### ATTIVITÀ DA SVOLGERE
1. Stabilisci se ciascuna affermazione (a), (b), (c) concorda con il testo sulle privatizzazioni, rispondendo sì o no e citando tra virgolette le parole del testo che lo provano. (a) Le aree industriali sorgevano spesso nel cuore delle città. (b) Le comunità locali partecipano attivamente ai processi di privatizzazione. (c) Il ruolo delle ADL non ha limiti.
2. Estrai dal testo sulle privatizzazioni, senza alcuna modifica, il passo che comincia con le parole "In questo contesto" e si chiude dopo le parole "consapevolezza.".

### ESTRATTO FORNITO
---+---

Quello che ingolosisce gli speculatori di ogni risma
erano e sono le produzioni senza controllo (nocività,
inquinamento), la manodopera che non costa nulla e
priva di tutele sindacali e soprattutto il valore di
rendita delle aree industriali che spesso sorgevano
nel cuore delle città. Di qui anche i fenomeni di
delocalizzazione delle imprese che riciclano su questi
territori i macchinari non più in regola con le
normative europee (un duplice guadagno, dunque) e di
speculazione immobiliar-commerciale sulle aree
industriali dismesse. Tutto questo, sia chiaro, ci
riguarda da vicino, perché gli attori di questi
processi hanno molto a che vedere ad esempio con il
miracolo economico del nord est italiano. 

I processi di privatizzazione sono peraltro l’iceberg
della rinuncia da parte della politica e delle
istituzioni ad avere un qualche ruolo di indirizzo
nell’economia e dunque rischiano di diventare una pura
e semplice svendita del patrimonio pubblico e del
territorio. Oltretutto le comunità locali sono
completamente tenute fuori da questi processi,
fortemente centralizzati: mi è capitato più volte di
discutere con i rappresentanti della società civile e
delle istituzioni locali del futuro urbanistico delle
città a forte presenza industriale, i quali mi
spiegavano la loro totale impotenza di fronte alla
futura destinazione di aree di valore strategico per
una qualsivoglia opera di riqualificazione urbana.

In questo contesto di generale deregolazione e di
vuoto di potere da parte delle istituzioni, il ruolo
delle ADL può arrivare fino ad un certo punto e non
oltre: comunque decisivo è il rapporto che si mette in
moto con la comunità locale sostenendone il ruolo di
denuncia, di interdizione e di costruzione di nuova
consapevolezza.

---+---

### DATI ARCHIVIATI
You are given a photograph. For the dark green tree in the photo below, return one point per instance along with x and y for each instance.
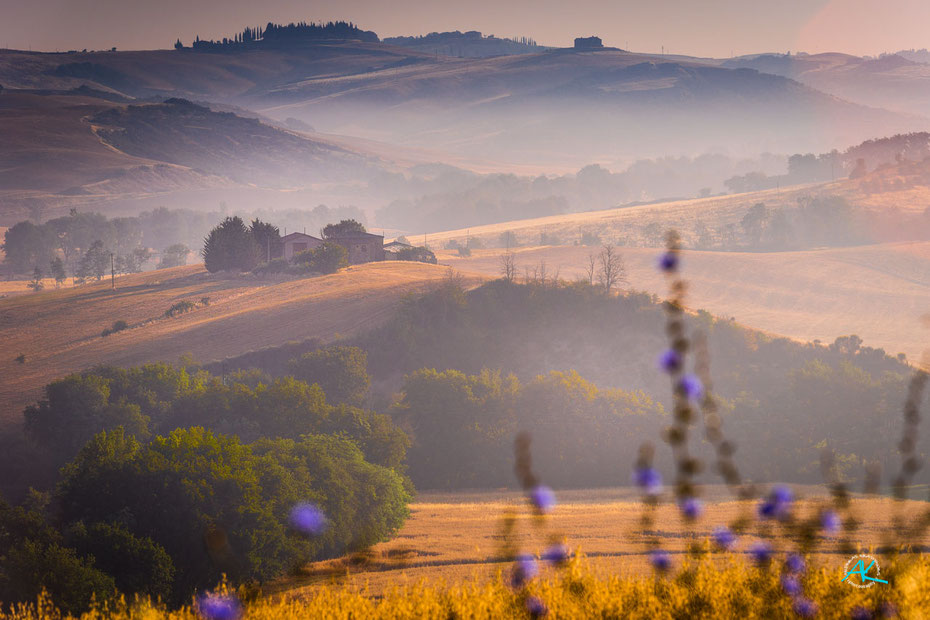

---+---

### RISULTATI PER COMPITO
1.
(a) Sì: «il valore di rendita delle aree industriali che spesso sorgevano nel cuore delle città».
(b) No: «le comunità locali sono completamente tenute fuori da questi processi».
(c) No: «il ruolo delle ADL può arrivare fino ad un certo punto e non oltre».

2.
In questo contesto di generale deregolazione e di
vuoto di potere da parte delle istituzioni, il ruolo
delle ADL può arrivare fino ad un certo punto e non
oltre: comunque decisivo è il rapporto che si mette in
moto con la comunità locale sostenendone il ruolo di
denuncia, di interdizione e di costruzione di nuova
consapevolezza.